>> Start The data

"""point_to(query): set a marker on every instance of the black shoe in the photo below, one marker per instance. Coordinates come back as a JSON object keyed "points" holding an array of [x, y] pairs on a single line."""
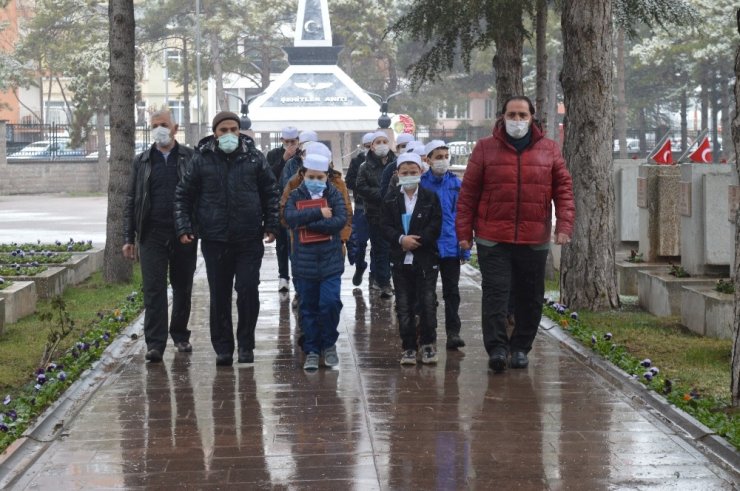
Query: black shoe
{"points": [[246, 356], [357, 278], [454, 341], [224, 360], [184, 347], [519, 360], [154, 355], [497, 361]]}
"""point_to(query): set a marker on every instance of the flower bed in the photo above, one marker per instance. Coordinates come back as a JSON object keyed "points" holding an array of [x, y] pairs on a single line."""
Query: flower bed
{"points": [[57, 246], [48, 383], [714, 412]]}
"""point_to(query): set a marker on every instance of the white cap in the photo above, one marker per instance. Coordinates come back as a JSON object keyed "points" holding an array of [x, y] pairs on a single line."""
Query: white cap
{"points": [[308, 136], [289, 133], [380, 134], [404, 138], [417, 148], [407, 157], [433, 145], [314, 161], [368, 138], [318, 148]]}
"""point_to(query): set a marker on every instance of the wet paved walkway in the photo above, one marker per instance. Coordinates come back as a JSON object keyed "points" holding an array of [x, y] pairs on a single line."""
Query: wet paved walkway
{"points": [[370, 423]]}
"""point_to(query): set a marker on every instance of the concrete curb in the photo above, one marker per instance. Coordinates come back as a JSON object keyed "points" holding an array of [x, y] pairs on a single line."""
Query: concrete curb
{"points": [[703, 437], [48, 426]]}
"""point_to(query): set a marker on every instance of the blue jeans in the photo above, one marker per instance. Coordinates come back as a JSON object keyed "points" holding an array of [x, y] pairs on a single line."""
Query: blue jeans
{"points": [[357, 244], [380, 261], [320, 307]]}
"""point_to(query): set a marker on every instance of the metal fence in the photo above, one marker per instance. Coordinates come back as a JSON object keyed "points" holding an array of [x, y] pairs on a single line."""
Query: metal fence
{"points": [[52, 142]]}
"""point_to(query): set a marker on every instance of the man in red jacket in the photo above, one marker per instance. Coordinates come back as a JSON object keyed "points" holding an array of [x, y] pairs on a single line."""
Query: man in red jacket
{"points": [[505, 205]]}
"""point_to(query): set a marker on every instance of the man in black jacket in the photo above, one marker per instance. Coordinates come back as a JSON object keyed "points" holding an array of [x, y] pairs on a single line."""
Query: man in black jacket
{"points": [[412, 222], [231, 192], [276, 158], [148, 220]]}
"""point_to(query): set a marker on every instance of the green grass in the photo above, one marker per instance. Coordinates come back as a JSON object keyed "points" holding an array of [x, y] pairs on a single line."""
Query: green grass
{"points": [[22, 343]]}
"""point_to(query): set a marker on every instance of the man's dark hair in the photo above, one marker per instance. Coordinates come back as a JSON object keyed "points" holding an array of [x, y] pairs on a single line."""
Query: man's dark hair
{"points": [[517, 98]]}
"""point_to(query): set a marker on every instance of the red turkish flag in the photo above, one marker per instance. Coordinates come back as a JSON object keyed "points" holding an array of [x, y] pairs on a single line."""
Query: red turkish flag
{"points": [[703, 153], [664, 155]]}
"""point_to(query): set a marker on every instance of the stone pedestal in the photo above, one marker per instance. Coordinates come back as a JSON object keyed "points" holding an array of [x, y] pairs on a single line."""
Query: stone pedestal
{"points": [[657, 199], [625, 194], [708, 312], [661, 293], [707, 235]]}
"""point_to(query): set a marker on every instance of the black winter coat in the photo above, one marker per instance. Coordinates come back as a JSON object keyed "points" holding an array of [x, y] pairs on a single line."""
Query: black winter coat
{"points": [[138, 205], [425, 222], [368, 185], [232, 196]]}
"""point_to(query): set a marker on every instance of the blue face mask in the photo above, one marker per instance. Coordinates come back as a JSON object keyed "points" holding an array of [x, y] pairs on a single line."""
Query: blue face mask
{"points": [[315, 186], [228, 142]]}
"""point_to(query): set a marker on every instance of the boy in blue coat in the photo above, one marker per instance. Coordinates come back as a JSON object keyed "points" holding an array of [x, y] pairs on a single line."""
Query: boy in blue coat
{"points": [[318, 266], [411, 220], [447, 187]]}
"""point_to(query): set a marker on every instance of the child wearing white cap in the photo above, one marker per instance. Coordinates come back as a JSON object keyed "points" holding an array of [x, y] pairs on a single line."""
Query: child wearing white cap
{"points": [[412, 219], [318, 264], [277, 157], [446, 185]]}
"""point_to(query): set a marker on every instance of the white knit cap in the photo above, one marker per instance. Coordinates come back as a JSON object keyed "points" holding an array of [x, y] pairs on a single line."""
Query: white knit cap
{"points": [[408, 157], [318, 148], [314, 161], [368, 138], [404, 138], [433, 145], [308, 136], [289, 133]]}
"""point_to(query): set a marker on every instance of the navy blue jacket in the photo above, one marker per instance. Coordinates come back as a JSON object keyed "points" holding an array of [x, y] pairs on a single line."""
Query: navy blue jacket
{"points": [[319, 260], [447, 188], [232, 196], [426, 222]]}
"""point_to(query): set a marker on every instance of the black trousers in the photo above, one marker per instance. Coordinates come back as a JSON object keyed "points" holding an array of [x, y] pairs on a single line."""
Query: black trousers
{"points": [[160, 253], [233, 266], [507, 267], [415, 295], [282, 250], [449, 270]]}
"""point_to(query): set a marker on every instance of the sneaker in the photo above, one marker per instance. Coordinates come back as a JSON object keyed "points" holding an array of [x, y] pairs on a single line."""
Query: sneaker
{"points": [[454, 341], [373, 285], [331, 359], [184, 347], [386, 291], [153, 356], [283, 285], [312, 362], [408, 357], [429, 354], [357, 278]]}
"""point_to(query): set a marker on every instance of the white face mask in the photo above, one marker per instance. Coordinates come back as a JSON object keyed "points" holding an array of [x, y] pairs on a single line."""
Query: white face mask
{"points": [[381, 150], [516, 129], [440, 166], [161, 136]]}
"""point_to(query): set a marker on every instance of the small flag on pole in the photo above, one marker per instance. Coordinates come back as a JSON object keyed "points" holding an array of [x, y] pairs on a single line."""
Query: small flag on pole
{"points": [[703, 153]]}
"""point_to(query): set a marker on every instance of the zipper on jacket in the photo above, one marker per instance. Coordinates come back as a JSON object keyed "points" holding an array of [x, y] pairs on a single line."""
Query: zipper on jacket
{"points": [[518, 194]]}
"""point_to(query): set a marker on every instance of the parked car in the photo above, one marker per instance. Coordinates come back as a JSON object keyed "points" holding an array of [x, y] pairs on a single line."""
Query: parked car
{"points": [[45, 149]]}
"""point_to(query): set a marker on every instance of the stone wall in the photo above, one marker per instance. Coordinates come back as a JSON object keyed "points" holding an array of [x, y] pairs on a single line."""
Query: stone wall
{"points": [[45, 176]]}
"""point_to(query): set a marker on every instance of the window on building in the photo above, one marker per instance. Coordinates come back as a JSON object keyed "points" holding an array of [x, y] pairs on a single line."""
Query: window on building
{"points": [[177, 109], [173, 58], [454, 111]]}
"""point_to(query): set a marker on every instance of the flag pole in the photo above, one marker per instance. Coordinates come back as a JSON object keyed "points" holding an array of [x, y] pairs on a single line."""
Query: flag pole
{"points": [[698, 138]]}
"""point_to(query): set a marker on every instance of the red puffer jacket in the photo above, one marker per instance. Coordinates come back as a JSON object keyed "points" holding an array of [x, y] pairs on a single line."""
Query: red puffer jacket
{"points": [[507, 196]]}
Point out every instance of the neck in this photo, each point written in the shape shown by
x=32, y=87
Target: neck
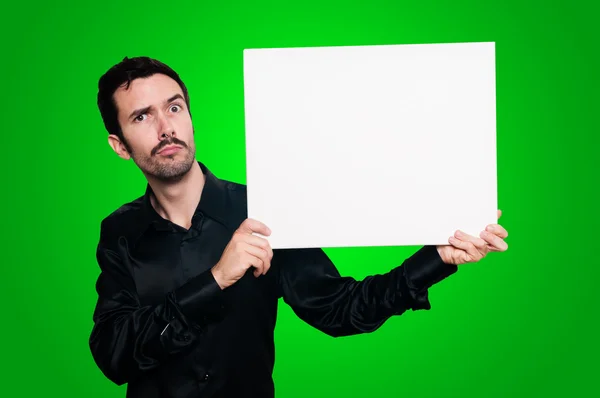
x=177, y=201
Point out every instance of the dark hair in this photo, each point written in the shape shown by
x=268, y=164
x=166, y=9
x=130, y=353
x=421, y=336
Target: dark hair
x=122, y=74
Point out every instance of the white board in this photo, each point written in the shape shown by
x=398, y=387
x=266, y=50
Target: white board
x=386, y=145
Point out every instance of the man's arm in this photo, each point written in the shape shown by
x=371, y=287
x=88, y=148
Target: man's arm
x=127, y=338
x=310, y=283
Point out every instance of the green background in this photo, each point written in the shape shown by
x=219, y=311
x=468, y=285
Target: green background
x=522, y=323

>> End The data
>> Start The data

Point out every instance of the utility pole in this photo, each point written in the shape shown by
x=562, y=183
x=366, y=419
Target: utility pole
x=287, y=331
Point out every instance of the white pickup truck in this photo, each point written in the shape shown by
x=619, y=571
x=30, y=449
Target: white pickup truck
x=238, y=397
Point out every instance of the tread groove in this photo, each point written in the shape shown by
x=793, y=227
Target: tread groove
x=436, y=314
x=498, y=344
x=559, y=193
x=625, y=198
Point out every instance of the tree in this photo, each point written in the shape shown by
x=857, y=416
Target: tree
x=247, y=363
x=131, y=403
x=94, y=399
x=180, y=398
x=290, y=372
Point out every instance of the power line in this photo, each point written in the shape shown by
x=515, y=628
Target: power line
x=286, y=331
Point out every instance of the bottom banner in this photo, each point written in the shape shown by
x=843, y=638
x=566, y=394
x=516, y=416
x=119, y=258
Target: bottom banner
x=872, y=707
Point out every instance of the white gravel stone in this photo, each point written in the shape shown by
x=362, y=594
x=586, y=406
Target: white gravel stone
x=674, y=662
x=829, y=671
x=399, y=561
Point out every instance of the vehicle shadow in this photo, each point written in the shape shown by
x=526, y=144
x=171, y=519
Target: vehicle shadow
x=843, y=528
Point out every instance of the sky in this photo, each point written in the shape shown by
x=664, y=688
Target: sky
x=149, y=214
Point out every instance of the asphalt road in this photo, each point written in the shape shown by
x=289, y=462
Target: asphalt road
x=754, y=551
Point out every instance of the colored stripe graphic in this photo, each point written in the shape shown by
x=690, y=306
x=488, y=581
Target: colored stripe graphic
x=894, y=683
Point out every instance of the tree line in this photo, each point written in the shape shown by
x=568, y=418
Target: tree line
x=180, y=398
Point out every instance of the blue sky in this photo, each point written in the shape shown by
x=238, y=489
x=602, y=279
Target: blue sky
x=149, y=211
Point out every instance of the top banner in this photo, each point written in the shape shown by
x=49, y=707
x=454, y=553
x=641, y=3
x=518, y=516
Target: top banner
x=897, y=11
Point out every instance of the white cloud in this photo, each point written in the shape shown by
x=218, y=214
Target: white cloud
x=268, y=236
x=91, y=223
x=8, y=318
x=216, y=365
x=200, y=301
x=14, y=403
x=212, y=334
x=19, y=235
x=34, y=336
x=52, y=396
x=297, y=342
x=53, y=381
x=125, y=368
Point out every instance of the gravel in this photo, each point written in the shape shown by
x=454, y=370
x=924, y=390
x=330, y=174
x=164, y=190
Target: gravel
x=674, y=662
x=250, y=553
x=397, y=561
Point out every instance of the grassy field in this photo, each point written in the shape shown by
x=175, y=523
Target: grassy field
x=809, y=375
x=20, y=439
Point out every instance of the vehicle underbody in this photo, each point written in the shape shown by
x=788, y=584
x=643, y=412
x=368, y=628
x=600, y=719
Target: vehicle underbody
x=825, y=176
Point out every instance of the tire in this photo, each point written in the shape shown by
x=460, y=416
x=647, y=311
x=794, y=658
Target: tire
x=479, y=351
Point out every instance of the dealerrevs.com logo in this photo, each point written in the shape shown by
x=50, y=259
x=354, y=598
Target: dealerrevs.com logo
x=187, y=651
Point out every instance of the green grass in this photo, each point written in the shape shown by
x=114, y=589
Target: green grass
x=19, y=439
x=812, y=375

>> End The data

_Short problem_
Write out the records again, from the line containing "Point out every instance of the dark" through the line containing "x=122, y=74", both ends included and requests kept. Offset every coordinate in the answers by adding 61, and leave the requests and their sample coordinates unchanged.

_Finished answer_
Point out every instance of the dark hair in this photo, each point written in the shape shown by
x=268, y=164
x=166, y=9
x=130, y=353
x=421, y=336
Target: dark hair
x=183, y=135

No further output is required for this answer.